### Texto da página:
--------------------

Militante do
Partido Comunista do Brasil (PCdoB) desde a década de 1970, deixa uma vasta
obra, um legado e um exemplo de vida singulares.
Publicado 02/02/2021 19:36 | Editado 02/02/2021 19:57
Morreu José Carlos
Ruy. Dele ficou um dos mais profícuos acervos de tradução do conhecimento
marxista e progressista, em suas múltiplas facetas, com ênfase na história do
Brasil e do povo brasileiro. Um infarto fulminante tirou-lhe a vida, aos 70
anos de idade. Jornalista, escritor e historiador, iniciou-se no mundo da
escrita em meados da década de 1970, no Centro Pastoral Vergueiro, ligado à
Igreja Católica, na cidade de São Paulo. Era um centro de pesquisa e
documentação do movimento popular e sua função consistia em guardar, de forma
organizada, os recortes de jornais.
Logo foi convidado
para trabalhar no jornal Movimento, semanário da imprensa
alternativa que circulou no Brasil entre os anos de 1975 e 1981. Com o
fechamento do jornal, foi para a Editora Abril, exercendo várias funções no
Departamento de Documentação (Dedoc). Em 1987, ingressou no Retrato do
Brasil, coleção de fascículos sobre a história recente do Brasil,
coordenada pelo jornalista Raimundo Pereira.
Andou um pouco pelo
mercado, como ele mesmo disse, foi para a Editora Globo, quando coordenou a
mudança para São Paulo e a reorganização na cidade do Centro de Documentação
(Cedoc), e voltou ao Dedoc da Editora Abril. “É um trabalho para quem gosta.
Ele une, penso, qualidades do jornalista, do historiador e do documentarista”,
afirmou ao relatar sua experiência para uma revista da Universidade de São Paulo
(USP).
O mundo do
jornalismo encantava Ruy. “Quem prefere as luzes da ribalta certamente se
sentiria infeliz nesta função – e sairá dela rapidamente, procurando um lugar
nas redações. Os melhores levarão consigo o aprendizado do arquivo, do contato
com a informação organizada e sistematizada. Serão então jornalistas de
excelente qualidade. São aqueles que, antes de sair para uma reportagem, para
uma entrevista, para uma sessão de fotos, procuram saber o que já existe a
respeito de suas pautas”, afirmou.

--------------------

### Dados fornecidos:
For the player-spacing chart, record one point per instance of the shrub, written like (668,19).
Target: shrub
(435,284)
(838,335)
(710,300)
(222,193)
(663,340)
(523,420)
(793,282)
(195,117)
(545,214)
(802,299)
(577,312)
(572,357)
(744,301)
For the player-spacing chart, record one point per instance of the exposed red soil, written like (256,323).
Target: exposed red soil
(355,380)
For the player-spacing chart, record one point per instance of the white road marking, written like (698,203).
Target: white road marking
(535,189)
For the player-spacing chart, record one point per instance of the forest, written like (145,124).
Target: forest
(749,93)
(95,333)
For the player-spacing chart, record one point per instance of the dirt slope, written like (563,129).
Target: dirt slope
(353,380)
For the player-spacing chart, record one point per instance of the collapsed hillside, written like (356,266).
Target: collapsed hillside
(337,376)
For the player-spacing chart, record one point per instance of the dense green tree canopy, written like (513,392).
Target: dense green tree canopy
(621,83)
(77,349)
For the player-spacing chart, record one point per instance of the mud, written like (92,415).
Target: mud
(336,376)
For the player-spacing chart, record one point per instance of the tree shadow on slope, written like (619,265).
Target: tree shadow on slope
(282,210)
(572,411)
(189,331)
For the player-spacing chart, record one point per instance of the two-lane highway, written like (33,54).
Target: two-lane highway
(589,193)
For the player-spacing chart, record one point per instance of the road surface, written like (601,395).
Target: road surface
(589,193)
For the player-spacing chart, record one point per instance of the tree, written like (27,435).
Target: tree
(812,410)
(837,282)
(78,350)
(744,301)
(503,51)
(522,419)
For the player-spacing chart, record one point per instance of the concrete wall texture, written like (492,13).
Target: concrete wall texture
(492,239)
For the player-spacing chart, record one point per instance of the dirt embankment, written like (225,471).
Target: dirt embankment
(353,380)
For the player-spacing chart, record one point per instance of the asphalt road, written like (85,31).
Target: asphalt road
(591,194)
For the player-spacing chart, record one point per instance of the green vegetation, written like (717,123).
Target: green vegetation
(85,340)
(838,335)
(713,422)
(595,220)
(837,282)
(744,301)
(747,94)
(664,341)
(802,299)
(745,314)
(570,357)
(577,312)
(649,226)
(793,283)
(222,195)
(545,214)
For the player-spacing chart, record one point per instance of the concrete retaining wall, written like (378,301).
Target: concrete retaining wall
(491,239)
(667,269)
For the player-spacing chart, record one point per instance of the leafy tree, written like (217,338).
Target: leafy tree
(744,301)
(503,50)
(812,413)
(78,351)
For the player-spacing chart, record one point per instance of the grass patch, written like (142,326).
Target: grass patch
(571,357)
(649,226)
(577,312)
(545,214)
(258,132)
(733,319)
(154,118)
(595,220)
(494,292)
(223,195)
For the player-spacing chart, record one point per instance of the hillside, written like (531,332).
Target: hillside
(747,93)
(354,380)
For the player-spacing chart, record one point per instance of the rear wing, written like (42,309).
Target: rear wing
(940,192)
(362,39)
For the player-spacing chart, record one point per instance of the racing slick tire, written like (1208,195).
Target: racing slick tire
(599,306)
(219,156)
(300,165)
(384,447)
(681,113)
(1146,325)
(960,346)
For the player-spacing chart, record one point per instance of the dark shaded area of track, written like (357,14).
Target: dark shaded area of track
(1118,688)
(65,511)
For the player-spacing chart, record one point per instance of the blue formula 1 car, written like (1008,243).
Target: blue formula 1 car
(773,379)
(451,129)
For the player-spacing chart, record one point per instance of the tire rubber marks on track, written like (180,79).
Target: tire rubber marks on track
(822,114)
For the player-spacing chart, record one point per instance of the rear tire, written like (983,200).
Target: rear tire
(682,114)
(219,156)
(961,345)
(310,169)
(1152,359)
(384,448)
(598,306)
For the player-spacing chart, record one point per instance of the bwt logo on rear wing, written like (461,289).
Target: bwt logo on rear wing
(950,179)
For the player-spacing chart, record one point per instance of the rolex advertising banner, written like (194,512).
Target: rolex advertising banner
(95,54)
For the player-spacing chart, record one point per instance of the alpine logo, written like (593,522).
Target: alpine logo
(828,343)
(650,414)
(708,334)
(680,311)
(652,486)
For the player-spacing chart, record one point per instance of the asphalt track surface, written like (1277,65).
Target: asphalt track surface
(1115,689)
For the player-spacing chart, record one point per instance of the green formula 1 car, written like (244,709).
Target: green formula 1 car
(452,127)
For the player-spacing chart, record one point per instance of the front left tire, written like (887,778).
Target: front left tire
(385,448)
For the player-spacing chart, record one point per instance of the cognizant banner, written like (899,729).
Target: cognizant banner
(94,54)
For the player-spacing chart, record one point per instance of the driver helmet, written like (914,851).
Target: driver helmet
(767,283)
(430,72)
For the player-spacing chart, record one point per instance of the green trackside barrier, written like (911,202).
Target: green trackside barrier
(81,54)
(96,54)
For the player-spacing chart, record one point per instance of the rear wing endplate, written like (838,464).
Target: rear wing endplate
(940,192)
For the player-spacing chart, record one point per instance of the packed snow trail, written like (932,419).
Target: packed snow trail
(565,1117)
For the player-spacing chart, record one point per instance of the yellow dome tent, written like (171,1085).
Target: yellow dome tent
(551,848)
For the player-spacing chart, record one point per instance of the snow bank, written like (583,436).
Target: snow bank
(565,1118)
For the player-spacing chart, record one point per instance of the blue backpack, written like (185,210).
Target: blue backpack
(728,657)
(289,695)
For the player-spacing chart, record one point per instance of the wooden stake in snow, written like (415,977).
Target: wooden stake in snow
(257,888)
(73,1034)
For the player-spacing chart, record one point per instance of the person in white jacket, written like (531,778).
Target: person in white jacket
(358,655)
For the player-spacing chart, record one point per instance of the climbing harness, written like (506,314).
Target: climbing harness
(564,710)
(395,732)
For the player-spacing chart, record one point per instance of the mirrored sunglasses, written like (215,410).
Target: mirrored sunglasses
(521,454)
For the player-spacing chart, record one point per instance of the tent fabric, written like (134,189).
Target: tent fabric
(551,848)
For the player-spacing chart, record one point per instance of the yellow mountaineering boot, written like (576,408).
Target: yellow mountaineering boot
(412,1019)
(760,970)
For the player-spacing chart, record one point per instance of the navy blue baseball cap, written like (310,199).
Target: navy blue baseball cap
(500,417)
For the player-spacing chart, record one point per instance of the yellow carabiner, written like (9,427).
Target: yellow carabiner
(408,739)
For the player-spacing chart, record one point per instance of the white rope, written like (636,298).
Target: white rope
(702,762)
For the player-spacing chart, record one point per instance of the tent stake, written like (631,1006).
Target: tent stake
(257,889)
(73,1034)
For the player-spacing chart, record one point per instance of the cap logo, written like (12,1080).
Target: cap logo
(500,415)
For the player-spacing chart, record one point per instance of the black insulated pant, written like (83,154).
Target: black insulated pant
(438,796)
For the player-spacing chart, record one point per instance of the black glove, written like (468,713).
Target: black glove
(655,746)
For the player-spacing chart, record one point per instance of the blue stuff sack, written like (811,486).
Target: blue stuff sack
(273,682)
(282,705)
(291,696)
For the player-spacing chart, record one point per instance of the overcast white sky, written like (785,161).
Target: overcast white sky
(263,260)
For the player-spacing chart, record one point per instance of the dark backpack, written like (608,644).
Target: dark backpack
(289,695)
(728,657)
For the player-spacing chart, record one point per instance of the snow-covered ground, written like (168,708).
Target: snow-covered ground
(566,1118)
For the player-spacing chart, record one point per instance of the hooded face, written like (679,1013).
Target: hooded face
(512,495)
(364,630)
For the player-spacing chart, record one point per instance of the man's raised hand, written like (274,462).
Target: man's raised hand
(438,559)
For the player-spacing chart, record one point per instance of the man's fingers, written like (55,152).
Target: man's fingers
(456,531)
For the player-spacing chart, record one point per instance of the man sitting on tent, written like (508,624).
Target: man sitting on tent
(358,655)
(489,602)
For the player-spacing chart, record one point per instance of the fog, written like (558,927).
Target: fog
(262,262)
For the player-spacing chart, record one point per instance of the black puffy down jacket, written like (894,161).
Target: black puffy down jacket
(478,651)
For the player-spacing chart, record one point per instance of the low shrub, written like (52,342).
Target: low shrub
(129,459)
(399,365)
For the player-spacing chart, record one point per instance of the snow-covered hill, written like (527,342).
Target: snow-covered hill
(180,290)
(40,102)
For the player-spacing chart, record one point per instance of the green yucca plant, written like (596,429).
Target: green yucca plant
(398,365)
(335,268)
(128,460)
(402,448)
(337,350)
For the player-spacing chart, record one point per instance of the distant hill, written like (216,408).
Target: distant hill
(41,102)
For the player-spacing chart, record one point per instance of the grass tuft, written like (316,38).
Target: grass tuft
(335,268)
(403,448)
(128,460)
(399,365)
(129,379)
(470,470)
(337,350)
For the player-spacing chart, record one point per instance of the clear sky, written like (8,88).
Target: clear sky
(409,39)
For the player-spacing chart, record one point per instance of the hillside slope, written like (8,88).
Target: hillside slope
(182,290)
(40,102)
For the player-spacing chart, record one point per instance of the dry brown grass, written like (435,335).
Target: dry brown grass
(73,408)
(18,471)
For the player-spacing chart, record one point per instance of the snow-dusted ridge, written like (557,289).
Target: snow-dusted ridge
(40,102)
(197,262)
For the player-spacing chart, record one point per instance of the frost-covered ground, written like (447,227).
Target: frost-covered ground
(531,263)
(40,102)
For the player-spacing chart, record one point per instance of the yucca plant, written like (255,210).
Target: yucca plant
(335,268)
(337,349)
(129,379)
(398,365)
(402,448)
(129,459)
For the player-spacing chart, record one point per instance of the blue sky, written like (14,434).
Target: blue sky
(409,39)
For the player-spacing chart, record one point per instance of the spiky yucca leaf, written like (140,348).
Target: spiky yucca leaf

--------------------

### Instruções:
A. Transcreva do texto sobre José Carlos Ruy o trecho que vai de “Logo foi convidado” até “jornalista Raimundo Pereira.”, incluindo este último.
B. Por favor, escreva a continuação do texto sobre José Carlos Ruy a partir do ponto em que ele termina.
As linhas acima vêm de uma fonte diferente da do texto sobre José Carlos Ruy.

### Respostas:
A.
Logo foi convidado
para trabalhar no jornal Movimento, semanário da imprensa
alternativa que circulou no Brasil entre os anos de 1975 e 1981. Com o
fechamento do jornal, foi para a Editora Abril, exercendo várias funções no
Departamento de Documentação (Dedoc). Em 1987, ingressou no Retrato do
Brasil, coleção de fascículos sobre a história recente do Brasil,
coordenada pelo jornalista Raimundo Pereira.

B.
Moldado por essa
experiência, Ruy ingressou no jornalismo do Partido Comunista do Brasil
(PCdoB), do qual era militante desde 1972, e formalizaria sua filiação na
década de 1990, por estar impedido, até então, pelo seu vínculo empregatício
com a Editora Abril. “Quando Rogério Lustosa morreu, em 1992, Olival Freire
passou a ser o editor, com a colaboração ativa do jornalista Pedro de Oliveira.
A gente fechava a (revista) Princípios num verdadeiro mutirão. As
reuniões de pauta envolviam Pedro de Oliveira, Edvar Bonotto e eu. De longe,
quem coordenava era João Amazonas”, lembrou Ruy para uma matéria sobre os 30 anos da revista, de autoria de
Osvaldo Bertolino.
Ruy foi editor
também do jornal do PCdoB A Classe
Operária e membro do Conselho Editorial da revista Debate Sindical, publicada pelo Centro de Estudos Sociais (CES).
Ao comentar sua experiência para uma matéria da Assessoria de Comunicação do
Centro de Documentação e Memória (CEDEM) da Universidade Estadual Paulista
(Unesp), disse: “Seu jornalismo (d’A Classe Operária) se distingue justamente
pela consciência dessas imposições de classe, que é um dos pressupostos do
jornalismo comunista que se desenvolve em torno de três balizas principais: a
política do Partido; o programa do Partido; e a filosofia do Partido, que é o
marxismo-leninismo.”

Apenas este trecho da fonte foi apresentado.